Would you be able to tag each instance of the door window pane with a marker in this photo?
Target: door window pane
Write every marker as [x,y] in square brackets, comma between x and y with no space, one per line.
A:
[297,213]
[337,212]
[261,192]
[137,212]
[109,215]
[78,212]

Do this
Can you rewrite all the rows above as a JSON list of strings, with one string per line and blank lines left out?

Result for this exercise
[
  "Would you be able to tag each instance of the door window pane with a marker in this photo?",
  "Target: door window pane",
  "Write every marker as [x,y] in square brackets, comma between x and y with no space, one per line.",
  "A:",
  "[297,213]",
  "[337,212]",
  "[261,192]",
  "[137,212]",
  "[109,215]",
  "[78,212]"
]